> _Saved data entries_

---------------

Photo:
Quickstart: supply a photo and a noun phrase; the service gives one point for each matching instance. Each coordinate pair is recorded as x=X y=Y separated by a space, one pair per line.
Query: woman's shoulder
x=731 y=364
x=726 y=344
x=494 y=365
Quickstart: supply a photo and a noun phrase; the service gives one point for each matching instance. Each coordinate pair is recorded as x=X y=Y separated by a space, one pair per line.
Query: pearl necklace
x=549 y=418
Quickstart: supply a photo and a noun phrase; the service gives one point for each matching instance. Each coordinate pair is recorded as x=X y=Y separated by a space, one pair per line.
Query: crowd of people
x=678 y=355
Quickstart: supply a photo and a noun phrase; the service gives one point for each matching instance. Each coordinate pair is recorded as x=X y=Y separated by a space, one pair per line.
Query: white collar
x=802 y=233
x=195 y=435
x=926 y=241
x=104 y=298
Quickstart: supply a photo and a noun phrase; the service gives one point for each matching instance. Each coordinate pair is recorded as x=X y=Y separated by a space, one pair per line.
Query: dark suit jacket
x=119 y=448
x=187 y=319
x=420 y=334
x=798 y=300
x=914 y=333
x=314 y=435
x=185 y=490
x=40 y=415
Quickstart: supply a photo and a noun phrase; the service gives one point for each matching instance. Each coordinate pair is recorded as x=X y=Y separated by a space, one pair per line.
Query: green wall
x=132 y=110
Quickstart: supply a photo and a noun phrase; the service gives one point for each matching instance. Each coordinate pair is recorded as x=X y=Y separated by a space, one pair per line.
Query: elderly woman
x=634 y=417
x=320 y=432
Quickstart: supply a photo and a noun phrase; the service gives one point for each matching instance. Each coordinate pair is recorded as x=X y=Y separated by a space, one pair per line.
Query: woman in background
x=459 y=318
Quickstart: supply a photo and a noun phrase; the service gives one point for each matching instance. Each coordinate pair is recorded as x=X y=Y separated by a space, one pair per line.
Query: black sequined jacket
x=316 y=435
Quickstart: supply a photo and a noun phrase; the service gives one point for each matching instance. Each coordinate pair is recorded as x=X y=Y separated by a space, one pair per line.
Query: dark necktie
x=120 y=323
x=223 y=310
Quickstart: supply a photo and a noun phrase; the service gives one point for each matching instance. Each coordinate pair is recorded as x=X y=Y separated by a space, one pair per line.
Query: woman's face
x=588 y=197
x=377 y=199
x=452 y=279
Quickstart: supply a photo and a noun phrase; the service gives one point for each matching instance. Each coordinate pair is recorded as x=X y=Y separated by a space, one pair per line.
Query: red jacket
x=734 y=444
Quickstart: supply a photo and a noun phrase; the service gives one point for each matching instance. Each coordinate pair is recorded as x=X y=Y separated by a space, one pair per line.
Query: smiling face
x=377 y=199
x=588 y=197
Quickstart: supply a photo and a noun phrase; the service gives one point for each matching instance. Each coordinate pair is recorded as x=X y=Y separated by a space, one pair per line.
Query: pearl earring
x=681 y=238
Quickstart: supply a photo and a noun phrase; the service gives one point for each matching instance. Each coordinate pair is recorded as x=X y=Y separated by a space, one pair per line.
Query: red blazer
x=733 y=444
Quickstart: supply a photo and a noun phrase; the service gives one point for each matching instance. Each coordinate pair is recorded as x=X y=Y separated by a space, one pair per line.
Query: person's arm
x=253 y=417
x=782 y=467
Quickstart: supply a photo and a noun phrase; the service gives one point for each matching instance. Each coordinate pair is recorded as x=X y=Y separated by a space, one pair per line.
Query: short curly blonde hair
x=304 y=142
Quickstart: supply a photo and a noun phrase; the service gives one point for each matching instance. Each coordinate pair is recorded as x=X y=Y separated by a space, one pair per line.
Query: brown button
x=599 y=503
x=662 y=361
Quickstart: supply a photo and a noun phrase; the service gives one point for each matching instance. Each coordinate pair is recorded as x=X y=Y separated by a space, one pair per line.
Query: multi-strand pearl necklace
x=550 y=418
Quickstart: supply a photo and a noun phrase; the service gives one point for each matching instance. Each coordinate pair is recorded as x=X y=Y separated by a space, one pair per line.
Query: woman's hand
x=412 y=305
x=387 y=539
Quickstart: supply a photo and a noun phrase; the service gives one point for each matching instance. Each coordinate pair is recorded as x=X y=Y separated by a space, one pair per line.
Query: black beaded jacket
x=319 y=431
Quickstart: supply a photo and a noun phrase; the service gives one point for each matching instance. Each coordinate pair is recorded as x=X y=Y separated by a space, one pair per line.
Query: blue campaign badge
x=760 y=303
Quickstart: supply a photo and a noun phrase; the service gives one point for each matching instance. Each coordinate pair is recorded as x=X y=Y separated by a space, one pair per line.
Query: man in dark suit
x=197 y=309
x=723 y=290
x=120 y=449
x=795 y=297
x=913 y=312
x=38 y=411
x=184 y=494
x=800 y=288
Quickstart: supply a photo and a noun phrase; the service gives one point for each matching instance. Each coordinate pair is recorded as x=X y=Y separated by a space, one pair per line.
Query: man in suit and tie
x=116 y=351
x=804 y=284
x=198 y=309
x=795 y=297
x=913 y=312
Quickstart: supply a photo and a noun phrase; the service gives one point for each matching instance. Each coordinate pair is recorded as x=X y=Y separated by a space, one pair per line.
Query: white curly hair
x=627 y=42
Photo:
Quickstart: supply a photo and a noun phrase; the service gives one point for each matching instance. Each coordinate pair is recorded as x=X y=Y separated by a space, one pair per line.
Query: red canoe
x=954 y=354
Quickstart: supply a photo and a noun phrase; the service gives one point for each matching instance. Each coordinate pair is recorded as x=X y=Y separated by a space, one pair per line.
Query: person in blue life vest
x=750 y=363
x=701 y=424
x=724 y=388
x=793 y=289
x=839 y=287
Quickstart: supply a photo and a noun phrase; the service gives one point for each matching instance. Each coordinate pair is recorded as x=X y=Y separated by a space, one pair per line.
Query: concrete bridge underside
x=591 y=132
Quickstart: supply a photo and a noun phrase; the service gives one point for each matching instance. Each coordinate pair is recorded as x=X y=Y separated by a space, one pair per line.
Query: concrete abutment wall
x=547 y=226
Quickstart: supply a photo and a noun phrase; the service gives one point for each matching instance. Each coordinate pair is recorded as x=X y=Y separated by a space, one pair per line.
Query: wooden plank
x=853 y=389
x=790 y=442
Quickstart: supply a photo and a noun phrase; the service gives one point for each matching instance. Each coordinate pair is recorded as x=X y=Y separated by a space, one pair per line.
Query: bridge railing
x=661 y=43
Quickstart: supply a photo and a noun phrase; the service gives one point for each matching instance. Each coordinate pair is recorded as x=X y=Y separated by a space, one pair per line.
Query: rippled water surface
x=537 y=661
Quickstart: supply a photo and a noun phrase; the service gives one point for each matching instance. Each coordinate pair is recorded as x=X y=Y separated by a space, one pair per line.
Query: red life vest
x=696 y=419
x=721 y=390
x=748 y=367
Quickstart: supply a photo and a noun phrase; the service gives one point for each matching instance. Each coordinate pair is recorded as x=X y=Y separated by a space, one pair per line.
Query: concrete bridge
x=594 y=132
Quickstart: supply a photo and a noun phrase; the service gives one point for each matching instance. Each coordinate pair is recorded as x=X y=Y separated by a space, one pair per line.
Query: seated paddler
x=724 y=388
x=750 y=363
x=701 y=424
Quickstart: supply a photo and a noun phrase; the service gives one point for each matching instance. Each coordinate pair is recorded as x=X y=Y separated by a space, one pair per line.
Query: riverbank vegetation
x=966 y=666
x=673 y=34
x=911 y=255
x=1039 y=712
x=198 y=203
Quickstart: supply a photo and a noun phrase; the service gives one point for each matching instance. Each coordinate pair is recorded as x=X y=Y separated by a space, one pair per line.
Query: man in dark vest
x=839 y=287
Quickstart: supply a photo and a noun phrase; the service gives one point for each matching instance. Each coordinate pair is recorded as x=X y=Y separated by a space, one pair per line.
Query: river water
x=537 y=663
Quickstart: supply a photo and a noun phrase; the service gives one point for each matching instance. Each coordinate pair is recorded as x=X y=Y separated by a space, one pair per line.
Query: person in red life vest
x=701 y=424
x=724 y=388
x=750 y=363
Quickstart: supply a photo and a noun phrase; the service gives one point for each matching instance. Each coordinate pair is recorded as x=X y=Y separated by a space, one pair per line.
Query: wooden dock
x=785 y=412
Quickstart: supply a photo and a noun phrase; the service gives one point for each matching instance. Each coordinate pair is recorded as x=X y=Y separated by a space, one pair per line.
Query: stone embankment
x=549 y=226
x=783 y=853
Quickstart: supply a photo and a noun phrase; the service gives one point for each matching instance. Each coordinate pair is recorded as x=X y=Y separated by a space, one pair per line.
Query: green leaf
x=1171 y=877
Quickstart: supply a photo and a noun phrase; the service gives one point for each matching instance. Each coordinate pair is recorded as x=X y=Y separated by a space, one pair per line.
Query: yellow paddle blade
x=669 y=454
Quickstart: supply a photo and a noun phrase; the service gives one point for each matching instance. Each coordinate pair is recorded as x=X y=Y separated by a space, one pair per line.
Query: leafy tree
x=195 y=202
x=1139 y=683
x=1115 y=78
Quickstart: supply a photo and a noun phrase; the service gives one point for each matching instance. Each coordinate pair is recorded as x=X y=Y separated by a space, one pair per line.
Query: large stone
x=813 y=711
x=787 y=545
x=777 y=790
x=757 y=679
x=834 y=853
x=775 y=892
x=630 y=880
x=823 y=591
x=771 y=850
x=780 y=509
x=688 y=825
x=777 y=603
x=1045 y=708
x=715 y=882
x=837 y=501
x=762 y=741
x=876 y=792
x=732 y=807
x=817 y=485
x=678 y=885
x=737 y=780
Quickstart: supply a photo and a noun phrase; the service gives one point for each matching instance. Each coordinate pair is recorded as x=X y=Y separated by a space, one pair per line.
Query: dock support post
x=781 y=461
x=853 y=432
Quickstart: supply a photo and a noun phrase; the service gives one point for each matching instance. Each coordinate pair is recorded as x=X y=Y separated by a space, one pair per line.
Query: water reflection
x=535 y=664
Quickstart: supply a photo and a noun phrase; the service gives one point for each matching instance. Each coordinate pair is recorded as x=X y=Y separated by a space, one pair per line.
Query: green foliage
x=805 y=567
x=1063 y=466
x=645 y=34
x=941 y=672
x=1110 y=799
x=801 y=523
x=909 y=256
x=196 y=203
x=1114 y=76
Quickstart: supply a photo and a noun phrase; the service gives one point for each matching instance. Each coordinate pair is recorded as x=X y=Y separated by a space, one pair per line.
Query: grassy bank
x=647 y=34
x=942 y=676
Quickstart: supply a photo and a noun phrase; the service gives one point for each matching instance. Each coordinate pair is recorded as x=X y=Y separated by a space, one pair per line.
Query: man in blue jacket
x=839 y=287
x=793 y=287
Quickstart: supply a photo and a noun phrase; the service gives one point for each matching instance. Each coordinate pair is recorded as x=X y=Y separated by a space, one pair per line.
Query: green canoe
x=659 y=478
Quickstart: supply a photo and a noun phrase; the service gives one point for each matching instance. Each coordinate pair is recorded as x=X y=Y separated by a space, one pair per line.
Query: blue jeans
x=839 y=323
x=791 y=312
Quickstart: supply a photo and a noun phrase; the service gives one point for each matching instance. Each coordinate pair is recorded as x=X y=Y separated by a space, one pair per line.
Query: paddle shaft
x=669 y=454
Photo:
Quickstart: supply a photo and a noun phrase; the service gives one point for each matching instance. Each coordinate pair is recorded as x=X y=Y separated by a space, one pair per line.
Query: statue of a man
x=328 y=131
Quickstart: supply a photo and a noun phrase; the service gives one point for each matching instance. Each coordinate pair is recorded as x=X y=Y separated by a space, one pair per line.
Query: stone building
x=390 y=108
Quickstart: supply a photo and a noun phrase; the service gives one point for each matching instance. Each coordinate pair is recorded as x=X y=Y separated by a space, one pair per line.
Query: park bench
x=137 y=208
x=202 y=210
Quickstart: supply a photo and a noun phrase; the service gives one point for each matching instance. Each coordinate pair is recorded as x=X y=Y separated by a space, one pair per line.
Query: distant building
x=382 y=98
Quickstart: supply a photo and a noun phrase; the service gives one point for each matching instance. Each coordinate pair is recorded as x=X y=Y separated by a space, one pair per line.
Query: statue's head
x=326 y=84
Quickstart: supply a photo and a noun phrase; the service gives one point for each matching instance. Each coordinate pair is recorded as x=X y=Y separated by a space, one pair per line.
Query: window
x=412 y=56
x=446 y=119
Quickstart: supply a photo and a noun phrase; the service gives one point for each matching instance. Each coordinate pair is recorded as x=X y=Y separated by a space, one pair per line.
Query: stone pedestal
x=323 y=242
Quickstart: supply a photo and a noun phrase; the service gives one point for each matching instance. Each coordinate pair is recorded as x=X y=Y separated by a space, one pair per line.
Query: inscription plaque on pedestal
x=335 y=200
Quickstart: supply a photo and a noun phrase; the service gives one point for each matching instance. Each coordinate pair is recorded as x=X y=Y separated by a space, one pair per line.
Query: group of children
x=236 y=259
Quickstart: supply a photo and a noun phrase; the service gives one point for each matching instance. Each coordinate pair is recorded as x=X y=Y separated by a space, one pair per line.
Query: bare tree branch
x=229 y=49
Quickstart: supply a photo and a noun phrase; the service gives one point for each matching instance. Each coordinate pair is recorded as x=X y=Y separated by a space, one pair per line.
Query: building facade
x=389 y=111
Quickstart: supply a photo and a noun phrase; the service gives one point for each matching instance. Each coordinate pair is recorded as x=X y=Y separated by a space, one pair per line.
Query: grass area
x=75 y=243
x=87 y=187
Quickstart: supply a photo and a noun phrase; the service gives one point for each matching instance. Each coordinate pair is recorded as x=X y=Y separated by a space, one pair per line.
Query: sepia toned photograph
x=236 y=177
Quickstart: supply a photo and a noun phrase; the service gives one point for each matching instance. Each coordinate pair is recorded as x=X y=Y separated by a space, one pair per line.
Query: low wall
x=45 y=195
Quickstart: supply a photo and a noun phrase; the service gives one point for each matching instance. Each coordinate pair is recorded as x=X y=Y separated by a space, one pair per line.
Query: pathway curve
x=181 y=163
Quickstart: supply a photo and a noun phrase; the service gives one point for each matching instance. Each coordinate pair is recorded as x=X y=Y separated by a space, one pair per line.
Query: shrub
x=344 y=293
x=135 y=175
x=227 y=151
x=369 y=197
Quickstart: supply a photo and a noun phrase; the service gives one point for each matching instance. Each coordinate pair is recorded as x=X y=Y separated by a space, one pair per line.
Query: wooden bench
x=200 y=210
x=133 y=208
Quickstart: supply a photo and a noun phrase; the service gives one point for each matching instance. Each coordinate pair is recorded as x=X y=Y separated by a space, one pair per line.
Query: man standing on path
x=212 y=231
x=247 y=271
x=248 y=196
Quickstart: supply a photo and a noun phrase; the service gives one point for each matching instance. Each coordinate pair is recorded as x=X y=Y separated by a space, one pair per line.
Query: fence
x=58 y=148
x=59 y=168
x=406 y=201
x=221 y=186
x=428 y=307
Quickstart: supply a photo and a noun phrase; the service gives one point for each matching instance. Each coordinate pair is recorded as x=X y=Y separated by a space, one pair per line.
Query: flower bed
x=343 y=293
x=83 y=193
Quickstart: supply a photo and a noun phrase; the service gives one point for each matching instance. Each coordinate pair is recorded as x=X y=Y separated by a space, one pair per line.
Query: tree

---------------

> _PROBLEM STATEMENT_
Output nothing but the line containing "Query: fence" and each line after it in the entries above, exactly as written.

> _EXERCISE SOLUTION_
Query: fence
x=58 y=148
x=59 y=168
x=406 y=201
x=221 y=186
x=428 y=307
Quickstart: supply a photo and a noun phrase; the service gives one point for each matching instance. Each coordinate pair is recorded as x=X y=Y separated by a space, one pair per line.
Query: flower bed
x=343 y=293
x=83 y=193
Quickstart: supply a photo and a noun phrase; the service gives one point for each matching instance. Each coordinate pair is recorded as x=X y=Y separated by a space, one pair per line.
Query: tree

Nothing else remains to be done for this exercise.